------ Extracted information
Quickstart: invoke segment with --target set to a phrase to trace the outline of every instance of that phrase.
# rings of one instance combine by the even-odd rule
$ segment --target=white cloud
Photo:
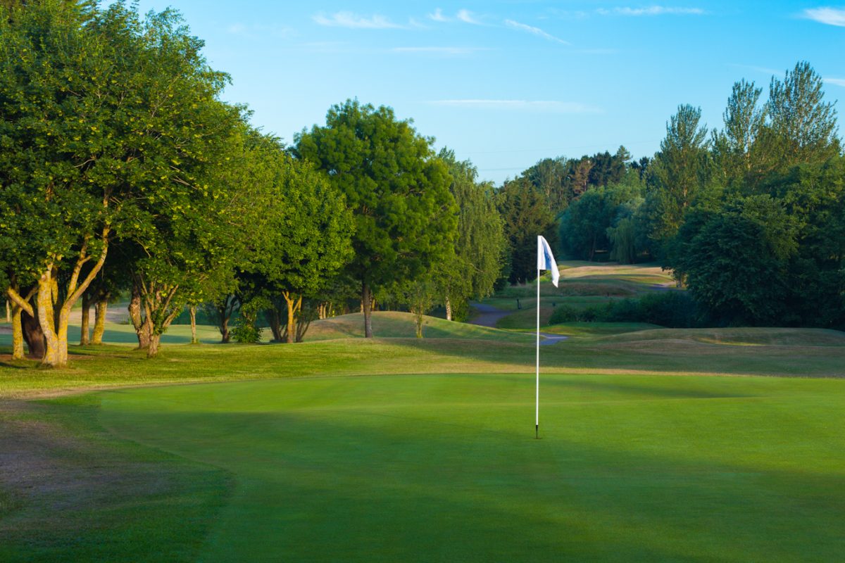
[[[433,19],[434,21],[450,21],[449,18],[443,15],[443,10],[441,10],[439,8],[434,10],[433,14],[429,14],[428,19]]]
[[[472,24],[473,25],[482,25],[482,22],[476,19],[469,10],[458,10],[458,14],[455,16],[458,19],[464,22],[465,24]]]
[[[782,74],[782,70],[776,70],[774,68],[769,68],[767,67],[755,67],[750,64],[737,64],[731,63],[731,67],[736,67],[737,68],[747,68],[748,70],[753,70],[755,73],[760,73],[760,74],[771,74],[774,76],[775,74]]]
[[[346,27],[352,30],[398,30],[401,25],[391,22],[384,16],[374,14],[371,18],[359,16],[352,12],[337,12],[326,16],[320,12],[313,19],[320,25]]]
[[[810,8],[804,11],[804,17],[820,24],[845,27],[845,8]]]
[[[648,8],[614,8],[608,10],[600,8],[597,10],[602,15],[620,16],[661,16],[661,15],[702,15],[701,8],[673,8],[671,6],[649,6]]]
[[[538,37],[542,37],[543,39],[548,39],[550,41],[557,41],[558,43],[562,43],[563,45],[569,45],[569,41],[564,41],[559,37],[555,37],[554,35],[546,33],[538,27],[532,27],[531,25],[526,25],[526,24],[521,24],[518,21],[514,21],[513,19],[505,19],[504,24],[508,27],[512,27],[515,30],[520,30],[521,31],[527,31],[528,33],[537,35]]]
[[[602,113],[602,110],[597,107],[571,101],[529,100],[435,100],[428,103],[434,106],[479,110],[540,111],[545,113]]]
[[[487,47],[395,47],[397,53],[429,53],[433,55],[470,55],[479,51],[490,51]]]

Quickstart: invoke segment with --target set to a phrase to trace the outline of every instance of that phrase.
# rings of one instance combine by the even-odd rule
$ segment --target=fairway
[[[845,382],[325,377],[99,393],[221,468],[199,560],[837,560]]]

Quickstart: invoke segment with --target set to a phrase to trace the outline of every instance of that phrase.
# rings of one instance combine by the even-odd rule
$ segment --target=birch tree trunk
------------
:: Problem ::
Copy the records from their first line through the line that contains "[[[845,382],[325,377],[99,393],[221,468],[199,560],[837,560]]]", with both ends included. Leave out the pictures.

:: Written response ::
Quickstart: invoke segment with --target set to a phrase to trace the outline of every instance of that phrase.
# rings of one instance combine by the even-odd rule
$ segment --target=white cloud
Photo:
[[[433,19],[434,21],[450,21],[449,18],[443,15],[443,10],[441,10],[439,8],[434,10],[433,14],[429,14],[428,19]]]
[[[472,24],[473,25],[482,25],[482,22],[476,19],[469,10],[458,10],[458,14],[455,16],[458,19],[464,22],[465,24]]]
[[[782,74],[782,70],[776,70],[774,68],[769,68],[767,67],[755,67],[750,64],[737,64],[731,63],[731,67],[736,67],[737,68],[747,68],[748,70],[753,70],[755,73],[760,73],[760,74],[771,74],[774,76],[775,74]]]
[[[346,27],[352,30],[398,30],[401,25],[391,22],[384,16],[374,14],[371,18],[359,16],[352,12],[337,12],[326,16],[320,12],[313,19],[320,25]]]
[[[810,8],[804,11],[804,17],[820,24],[845,27],[845,8]]]
[[[648,8],[614,8],[608,10],[600,8],[597,10],[602,15],[620,16],[661,16],[661,15],[702,15],[701,8],[673,8],[671,6],[649,6]]]
[[[538,37],[542,37],[543,39],[548,39],[550,41],[557,41],[558,43],[562,43],[563,45],[569,45],[569,41],[564,41],[559,37],[555,37],[554,35],[546,33],[538,27],[532,27],[531,25],[526,25],[526,24],[521,24],[518,21],[514,21],[513,19],[505,19],[504,24],[508,27],[512,27],[515,30],[520,30],[521,31],[527,31],[528,33],[537,35]]]
[[[602,113],[602,110],[597,107],[571,101],[529,100],[435,100],[428,103],[434,106],[479,110],[540,111],[545,113]]]
[[[487,47],[395,47],[397,53],[429,53],[433,55],[470,55],[479,51],[490,51]]]

Quickstart: invoke segment with --target set to a phrase to trace the outline of every instance of that phrase.
# rings of one instance combine by the even-odd rule
$ segment --target=fairway
[[[845,382],[325,377],[99,393],[221,468],[199,560],[837,560]]]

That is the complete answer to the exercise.